Direction —
Swap "goalie mask" for "goalie helmet" in the material between the lines holding "Where can the goalie blocker" and "point(165, 130)", inclusive, and return only those lines with everything else left as is.

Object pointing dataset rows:
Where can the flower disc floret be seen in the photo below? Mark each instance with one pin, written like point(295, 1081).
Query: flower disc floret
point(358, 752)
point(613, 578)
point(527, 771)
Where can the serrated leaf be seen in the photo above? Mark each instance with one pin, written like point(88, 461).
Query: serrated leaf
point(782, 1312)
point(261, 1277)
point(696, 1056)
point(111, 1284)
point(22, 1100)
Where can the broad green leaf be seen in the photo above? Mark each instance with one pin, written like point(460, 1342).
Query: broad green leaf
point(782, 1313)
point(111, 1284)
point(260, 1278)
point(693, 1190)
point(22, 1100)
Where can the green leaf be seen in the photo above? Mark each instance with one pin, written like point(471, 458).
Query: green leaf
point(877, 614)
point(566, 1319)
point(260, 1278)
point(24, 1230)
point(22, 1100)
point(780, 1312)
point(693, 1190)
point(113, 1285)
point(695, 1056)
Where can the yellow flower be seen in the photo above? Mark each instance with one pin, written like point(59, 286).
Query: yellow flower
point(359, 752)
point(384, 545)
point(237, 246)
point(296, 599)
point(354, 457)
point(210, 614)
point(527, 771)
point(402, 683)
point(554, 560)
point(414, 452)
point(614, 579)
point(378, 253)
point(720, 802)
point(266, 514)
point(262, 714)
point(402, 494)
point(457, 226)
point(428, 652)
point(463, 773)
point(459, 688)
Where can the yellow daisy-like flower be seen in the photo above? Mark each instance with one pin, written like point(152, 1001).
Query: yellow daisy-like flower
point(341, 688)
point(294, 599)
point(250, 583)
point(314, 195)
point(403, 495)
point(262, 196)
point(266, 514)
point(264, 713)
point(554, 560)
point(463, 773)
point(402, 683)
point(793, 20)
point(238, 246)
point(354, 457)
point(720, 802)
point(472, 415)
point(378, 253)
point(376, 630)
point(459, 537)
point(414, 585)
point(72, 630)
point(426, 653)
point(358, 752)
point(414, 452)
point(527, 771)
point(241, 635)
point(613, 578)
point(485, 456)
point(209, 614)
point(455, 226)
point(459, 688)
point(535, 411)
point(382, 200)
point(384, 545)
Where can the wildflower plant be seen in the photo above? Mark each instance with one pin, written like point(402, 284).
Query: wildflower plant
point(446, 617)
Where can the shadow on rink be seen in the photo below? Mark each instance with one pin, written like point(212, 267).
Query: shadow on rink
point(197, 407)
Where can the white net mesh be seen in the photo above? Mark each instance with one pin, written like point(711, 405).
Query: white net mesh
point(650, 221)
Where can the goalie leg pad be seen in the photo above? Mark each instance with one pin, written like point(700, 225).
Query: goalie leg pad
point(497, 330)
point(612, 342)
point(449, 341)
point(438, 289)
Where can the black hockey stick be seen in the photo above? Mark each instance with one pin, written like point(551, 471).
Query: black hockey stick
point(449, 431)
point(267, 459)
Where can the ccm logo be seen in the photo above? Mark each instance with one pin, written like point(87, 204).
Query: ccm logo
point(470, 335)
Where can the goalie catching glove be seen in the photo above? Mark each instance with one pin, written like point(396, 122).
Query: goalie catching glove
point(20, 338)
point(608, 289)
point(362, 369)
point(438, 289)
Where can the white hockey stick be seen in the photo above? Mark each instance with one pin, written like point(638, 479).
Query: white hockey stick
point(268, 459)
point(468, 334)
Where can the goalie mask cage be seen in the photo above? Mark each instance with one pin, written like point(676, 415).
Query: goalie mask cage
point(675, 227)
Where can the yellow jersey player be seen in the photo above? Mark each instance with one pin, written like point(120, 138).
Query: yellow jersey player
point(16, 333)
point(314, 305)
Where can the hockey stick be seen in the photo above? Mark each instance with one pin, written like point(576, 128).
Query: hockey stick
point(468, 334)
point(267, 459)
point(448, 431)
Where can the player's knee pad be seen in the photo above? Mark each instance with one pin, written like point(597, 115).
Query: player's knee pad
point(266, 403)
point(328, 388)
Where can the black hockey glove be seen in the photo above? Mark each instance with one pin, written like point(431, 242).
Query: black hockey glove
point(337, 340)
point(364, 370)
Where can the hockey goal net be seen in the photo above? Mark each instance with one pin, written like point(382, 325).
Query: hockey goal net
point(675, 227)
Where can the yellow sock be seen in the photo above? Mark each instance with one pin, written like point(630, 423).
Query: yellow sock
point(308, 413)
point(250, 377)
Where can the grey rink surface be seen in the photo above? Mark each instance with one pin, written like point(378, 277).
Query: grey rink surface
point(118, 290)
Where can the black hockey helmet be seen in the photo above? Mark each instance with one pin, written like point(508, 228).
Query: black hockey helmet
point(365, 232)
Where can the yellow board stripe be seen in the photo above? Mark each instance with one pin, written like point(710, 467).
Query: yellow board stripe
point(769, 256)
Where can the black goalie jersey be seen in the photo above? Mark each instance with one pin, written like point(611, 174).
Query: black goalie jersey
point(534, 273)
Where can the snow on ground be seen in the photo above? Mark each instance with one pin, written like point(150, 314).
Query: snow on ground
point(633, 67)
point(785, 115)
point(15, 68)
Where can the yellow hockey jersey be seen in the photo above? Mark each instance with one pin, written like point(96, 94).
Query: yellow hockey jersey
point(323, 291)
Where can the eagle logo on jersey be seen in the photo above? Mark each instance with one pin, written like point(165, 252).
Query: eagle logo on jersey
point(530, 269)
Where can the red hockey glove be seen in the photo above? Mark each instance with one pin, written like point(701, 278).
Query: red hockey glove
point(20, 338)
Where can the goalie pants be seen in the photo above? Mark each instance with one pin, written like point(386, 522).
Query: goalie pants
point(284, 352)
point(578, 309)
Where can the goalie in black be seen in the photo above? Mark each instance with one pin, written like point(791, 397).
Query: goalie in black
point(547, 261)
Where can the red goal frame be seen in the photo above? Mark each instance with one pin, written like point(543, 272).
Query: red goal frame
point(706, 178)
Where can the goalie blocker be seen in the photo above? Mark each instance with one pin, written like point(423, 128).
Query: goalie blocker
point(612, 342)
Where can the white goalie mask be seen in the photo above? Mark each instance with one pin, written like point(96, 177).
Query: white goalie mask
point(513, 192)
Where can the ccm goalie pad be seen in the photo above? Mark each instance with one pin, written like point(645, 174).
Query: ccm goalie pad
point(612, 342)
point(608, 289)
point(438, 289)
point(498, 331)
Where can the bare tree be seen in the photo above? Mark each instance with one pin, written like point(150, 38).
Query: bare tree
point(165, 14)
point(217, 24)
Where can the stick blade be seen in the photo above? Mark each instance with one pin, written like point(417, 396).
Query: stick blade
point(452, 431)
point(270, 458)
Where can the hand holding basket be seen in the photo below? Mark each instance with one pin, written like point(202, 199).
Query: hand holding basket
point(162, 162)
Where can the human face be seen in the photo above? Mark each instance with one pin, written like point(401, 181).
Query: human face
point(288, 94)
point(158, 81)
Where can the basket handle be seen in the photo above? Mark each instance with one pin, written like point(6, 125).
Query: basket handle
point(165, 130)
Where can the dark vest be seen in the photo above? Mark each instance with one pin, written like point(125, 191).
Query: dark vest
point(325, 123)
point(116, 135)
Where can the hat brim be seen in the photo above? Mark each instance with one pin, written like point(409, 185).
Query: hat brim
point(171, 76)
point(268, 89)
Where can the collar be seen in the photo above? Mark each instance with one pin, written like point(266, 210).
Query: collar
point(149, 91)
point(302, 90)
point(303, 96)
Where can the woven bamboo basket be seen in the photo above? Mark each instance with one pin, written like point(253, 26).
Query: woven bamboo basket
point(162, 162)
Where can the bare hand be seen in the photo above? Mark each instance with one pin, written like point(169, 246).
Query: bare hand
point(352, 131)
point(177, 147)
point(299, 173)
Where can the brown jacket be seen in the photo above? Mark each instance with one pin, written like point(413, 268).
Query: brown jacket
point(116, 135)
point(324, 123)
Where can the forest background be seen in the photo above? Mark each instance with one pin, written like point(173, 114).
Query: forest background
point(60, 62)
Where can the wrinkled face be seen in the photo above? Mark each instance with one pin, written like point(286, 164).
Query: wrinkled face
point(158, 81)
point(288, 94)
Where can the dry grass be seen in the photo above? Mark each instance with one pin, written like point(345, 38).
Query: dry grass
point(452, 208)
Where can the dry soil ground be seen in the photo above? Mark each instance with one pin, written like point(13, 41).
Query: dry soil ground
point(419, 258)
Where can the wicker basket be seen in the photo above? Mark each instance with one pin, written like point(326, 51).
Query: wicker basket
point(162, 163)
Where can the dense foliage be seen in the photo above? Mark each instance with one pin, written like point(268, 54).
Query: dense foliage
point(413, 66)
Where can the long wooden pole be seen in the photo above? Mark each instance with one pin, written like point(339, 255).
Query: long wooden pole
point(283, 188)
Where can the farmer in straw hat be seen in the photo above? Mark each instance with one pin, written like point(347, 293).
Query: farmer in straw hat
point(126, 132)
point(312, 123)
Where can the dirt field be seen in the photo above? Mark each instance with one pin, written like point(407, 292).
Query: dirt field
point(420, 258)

Exercise solution —
Where can the goalie blocker be seen in the photo above? Mark each instance with one pin, written like point(423, 128).
Query: goalie blocker
point(612, 342)
Where can the white goalie helmet be seen in the photo above? Mark each instance with one pin, written like point(96, 177).
Query: white goalie helmet
point(513, 192)
Where can the ccm goalie pad be seen in the photo above? Mark each instance with one pin, written like point(645, 174).
Query: ccm goalie pad
point(612, 342)
point(608, 289)
point(438, 289)
point(498, 331)
Where can the bare tree be seen in the photo above? Mark each instance with one pin, written like point(150, 38).
Query: bare tree
point(165, 14)
point(217, 24)
Where can the stick blade be seen in the photo above? Mark each instance with one pin, written like point(417, 396).
Query: stick blade
point(452, 431)
point(270, 458)
Where can the hand holding basket be seen in the photo below? Mark each instance with one pin, written like point(202, 199).
Query: hand holding basket
point(162, 162)
Where can the human face be seen in the photo above? Mark each instance with one pin, written like point(401, 181).
Query: human face
point(288, 94)
point(158, 81)
Where can the basket handle be seen in the photo above? Mark each instance with one pin, written like point(6, 125).
Query: basket handle
point(165, 130)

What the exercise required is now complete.